**What is expected**
Please set down the records below exactly as they appear.
[Start of section]
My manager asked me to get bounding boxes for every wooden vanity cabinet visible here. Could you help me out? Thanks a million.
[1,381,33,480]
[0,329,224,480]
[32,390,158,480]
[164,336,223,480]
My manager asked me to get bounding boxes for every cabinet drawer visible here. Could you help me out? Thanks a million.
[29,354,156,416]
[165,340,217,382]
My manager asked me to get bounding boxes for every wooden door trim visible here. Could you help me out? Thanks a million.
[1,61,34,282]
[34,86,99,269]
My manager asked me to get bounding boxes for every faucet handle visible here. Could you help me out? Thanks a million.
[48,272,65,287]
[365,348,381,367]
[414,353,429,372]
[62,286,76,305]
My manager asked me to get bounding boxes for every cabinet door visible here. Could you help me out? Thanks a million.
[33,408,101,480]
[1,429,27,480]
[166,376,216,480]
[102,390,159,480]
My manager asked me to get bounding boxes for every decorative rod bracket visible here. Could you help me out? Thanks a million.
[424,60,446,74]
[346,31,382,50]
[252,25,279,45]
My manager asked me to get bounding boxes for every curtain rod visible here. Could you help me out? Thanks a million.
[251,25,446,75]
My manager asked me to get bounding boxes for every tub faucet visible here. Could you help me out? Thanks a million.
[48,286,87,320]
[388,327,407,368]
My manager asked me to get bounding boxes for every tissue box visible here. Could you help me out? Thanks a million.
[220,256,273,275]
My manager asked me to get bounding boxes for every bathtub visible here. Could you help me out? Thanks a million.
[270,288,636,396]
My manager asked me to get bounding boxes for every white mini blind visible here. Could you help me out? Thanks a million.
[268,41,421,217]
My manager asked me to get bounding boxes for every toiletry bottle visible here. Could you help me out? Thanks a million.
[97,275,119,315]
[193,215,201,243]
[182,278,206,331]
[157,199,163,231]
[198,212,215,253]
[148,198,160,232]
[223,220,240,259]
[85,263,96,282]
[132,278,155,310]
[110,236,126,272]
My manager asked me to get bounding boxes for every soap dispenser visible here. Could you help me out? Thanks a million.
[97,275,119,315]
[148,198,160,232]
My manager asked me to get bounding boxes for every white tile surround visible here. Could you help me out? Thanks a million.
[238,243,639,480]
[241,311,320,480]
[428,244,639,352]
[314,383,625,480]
[End of section]
**Task result**
My manager asked me to get bounding boxes for every wooden vanity cabinet visible here. Could you help me out? Thanks a million.
[1,381,33,480]
[0,329,224,480]
[32,390,158,480]
[164,336,223,480]
My manager asked me to get bounding boxes for every cabinet drawer visible here. Could you help me out? Thanks a million.
[29,354,156,416]
[165,340,217,382]
My manager asked me to get bounding boxes for every wooden door trim visible here. Could you help me out? Thanks a million.
[1,61,34,282]
[34,86,99,269]
My manager asked me to get bounding boxes for every faucet handle visible here. Could you help me out? Thanks a million.
[48,272,65,287]
[365,348,381,367]
[414,353,429,372]
[62,286,76,305]
My manager asked me to get bounding boxes for every cabinet door visible here. Could you help me out? Thanks a million.
[33,408,101,480]
[1,429,27,480]
[166,376,216,480]
[102,390,159,480]
My manager asked me to get bounding boxes for every decorative rod bracket visible here. Could you help me out? Thanks a million.
[424,60,446,74]
[346,31,382,50]
[252,25,279,45]
My manager asked me to get bounding boxes for every curtain rod visible here. Could you help me out? Thanks a million.
[251,25,446,75]
My manager asked me to get bounding boxes for every tub faucet visible here. Could you help me out? Thanks a million.
[48,286,87,320]
[388,327,407,368]
My manager asked me to get bounding boxes for every tissue box visible here. Could you help me out? Thanks a million.
[220,256,273,275]
My manager asked me to get bounding boxes for every bathtub visible here. Could you help me out? Thanks a million.
[270,288,636,396]
My manager asked me to get bounding boxes for every white mini blind visible here. Could you help me out? Thanks a million.
[268,41,421,217]
My manager asked me to get bounding boxes for every toiletry bottle visible here. Could you help me out? Thanks a million.
[97,275,119,315]
[193,215,201,243]
[182,278,206,331]
[157,199,163,231]
[198,212,215,253]
[148,198,160,232]
[223,220,240,259]
[85,263,96,282]
[132,278,155,310]
[110,236,126,272]
My manager asked me to get bounding boxes for every soap dispenser visible here. Could you help me out? Thanks a million.
[97,275,119,315]
[148,198,160,232]
My manager asked me to get bounding boxes for every white tile surround visible here. Could you help me out? Thanks a million.
[238,243,639,480]
[241,311,320,480]
[428,244,639,352]
[314,383,625,480]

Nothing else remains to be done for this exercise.